LISTED ENTRIES ▸
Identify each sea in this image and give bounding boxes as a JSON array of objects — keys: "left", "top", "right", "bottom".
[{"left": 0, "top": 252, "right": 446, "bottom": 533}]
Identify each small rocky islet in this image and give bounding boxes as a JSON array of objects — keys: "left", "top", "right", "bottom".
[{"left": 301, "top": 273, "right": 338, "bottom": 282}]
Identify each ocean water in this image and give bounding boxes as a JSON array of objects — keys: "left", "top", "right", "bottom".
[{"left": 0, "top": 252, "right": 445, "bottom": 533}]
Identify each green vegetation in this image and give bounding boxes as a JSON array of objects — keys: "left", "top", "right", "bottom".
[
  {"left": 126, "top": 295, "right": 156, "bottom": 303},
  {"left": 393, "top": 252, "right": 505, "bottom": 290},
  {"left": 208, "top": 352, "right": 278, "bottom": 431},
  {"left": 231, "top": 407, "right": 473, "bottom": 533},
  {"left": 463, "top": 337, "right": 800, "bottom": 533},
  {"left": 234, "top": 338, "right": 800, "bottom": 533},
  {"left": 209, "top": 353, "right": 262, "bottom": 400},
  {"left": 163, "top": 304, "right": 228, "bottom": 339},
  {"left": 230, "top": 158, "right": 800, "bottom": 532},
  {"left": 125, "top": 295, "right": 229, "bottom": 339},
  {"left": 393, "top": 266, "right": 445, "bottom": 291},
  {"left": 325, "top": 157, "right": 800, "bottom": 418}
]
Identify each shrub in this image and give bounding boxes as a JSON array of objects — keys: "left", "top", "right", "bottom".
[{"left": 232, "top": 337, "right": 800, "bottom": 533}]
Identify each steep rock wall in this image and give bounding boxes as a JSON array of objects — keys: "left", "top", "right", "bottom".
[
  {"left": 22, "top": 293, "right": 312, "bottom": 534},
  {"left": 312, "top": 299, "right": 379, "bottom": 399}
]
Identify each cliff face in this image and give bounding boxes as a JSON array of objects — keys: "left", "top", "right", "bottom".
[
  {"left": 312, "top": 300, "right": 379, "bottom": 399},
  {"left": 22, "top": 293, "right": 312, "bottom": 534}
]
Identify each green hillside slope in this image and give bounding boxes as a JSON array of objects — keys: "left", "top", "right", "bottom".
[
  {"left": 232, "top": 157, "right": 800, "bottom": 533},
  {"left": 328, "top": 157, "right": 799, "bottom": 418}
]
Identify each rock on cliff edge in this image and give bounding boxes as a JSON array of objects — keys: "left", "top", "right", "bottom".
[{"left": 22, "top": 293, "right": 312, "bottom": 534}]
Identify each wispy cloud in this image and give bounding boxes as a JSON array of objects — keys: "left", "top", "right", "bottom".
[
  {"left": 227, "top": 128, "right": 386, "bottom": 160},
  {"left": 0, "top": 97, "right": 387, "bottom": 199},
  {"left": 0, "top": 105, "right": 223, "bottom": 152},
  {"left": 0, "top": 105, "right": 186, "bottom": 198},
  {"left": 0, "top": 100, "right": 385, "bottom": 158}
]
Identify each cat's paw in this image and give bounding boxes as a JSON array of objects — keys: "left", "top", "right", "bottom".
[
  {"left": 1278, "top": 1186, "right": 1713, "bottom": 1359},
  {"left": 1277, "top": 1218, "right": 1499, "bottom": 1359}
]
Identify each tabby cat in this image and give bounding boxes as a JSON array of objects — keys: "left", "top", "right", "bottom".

EXERCISE DESCRIPTION ▸
All of the records above are to be returned exactly as they stand.

OUTPUT ▸
Identify each sea in this image and give bounding boxes as a JSON array of objects — keys: "left", "top", "right", "bottom".
[{"left": 0, "top": 252, "right": 446, "bottom": 533}]
Identify each small rocky islet in this image and give bounding boxes as a JSON array of objects — keys: "left", "top", "right", "bottom".
[{"left": 301, "top": 273, "right": 338, "bottom": 282}]
Identify each ocean water in this image and give bounding boxes as a JSON array of objects — keys: "left", "top", "right", "bottom".
[{"left": 0, "top": 252, "right": 445, "bottom": 533}]
Identify each green vegetation in this image and give bounding boxes as a JSON array of objects — keys: "left", "top", "right", "bottom".
[
  {"left": 126, "top": 295, "right": 156, "bottom": 303},
  {"left": 393, "top": 252, "right": 505, "bottom": 290},
  {"left": 208, "top": 352, "right": 278, "bottom": 431},
  {"left": 231, "top": 407, "right": 473, "bottom": 533},
  {"left": 463, "top": 337, "right": 800, "bottom": 533},
  {"left": 234, "top": 338, "right": 800, "bottom": 533},
  {"left": 209, "top": 353, "right": 262, "bottom": 400},
  {"left": 163, "top": 304, "right": 228, "bottom": 339},
  {"left": 230, "top": 158, "right": 800, "bottom": 532},
  {"left": 125, "top": 295, "right": 229, "bottom": 339},
  {"left": 393, "top": 266, "right": 445, "bottom": 291},
  {"left": 325, "top": 157, "right": 800, "bottom": 418}
]
Identify each shrub in this image and give bounding boxes as a JSON array of objects — keys: "left", "top", "right", "bottom".
[{"left": 232, "top": 337, "right": 800, "bottom": 533}]
Identify each steep rock wall in this image and give bounding boxes as a JSON array of objects — keys: "left", "top", "right", "bottom".
[
  {"left": 22, "top": 293, "right": 312, "bottom": 534},
  {"left": 312, "top": 299, "right": 379, "bottom": 399}
]
Identify each cliff face in this image and give bounding boxes as a JSON array of objects — keys: "left", "top", "right", "bottom".
[
  {"left": 312, "top": 300, "right": 379, "bottom": 399},
  {"left": 22, "top": 293, "right": 312, "bottom": 534}
]
Identify each green hillside slope in this image and give bounding boxes as a JSON array of objects — keys: "left", "top", "right", "bottom".
[
  {"left": 232, "top": 157, "right": 800, "bottom": 533},
  {"left": 328, "top": 157, "right": 799, "bottom": 418}
]
Identify each rock on cliff edge in this image and give bounding boxes as a JSON array of objects — keys: "left", "top", "right", "bottom".
[{"left": 22, "top": 293, "right": 312, "bottom": 534}]
Identify each wispy cloud in this image and give bounding boxes as a JSON array of objects — keys: "left", "top", "right", "bottom".
[
  {"left": 227, "top": 128, "right": 386, "bottom": 160},
  {"left": 0, "top": 97, "right": 387, "bottom": 199},
  {"left": 0, "top": 105, "right": 223, "bottom": 152},
  {"left": 0, "top": 105, "right": 186, "bottom": 198},
  {"left": 0, "top": 100, "right": 385, "bottom": 158}
]
Identify each cat's paw in this image and give bounding boxes as a JSON array of objects — keys: "left", "top", "right", "bottom".
[
  {"left": 1278, "top": 1186, "right": 1713, "bottom": 1359},
  {"left": 1277, "top": 1218, "right": 1499, "bottom": 1359}
]
Identify each tabby cat in this image and give bounding boxes as a JSON array of objects — keys: "left", "top", "right", "bottom".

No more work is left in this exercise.